Obiettivo dichiarato
Nel brano sull'educazione sessuale e affettiva nelle scuole, che cosa contiene il PTOF che l'istituto presenta alle famiglie al momento dell'iscrizione?
***** Brano selezionato *****
Il numero degli istituti che hanno adottato un programma ad hoc resta sconosciuto, ma gli studenti richiedono che si parli di più di identità sessuale, di genere e di prevenzione. Molti genitori ed insegnanti restano perplessi: si cercano nuove soluzioni per portare l’argomento tra i banchi di scuola

Il tema dell’educazione sessuale e affettiva nelle scuole è da sempre uno degli argomenti più spinosi e complessi con i quali le istituzioni scolastiche devono periodicamente confrontarsi. Non esistendo una legge a livello nazionale che ne imponga l’insegnamento, ogni scuola ha la possibilità di adottare un piano formativo unico e personale rispetto a quello degli altri istituti. “Al momento non abbiamo contezza di quante scuole abbiano attivato al loro interno un piano di educazione sessuale e affettiva”, spiega il sovrintendente scolastico Vincenzo Gullotta, “dal momento che sono le scuola sulla base delle nostre indicazioni provinciali a predisporre la propria offerta formativa. Ciò avviene dopo aver sentito il collegio dei docenti ed il consiglio d’istituto, al quale prendono parte anche i rappresentanti dei genitori”. L’insegnamento di questa materia viene dunque lasciato alla discrezione dell’istituto, il quale presenta alle famiglie al momento dell’iscrizione il PTOF (piano triennale di offerta formativa), contenente le indicazioni sul piano di educazione sessuale ed affettiva che l’alunno andrà a svolgere nel corso dell’anno accademico. Tutti gli anni i singoli istituti adottano un nuovo piano formativo che può di volta in volta includere diverse figure specializzate sull’argomento.
***** Sezione dati *****
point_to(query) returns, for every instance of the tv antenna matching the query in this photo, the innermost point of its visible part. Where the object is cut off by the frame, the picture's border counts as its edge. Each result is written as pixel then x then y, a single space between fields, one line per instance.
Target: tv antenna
*****
Risultato qui sotto
Le indicazioni sul piano di educazione sessuale e affettiva che l'alunno svolgerà nel corso dell'anno accademico.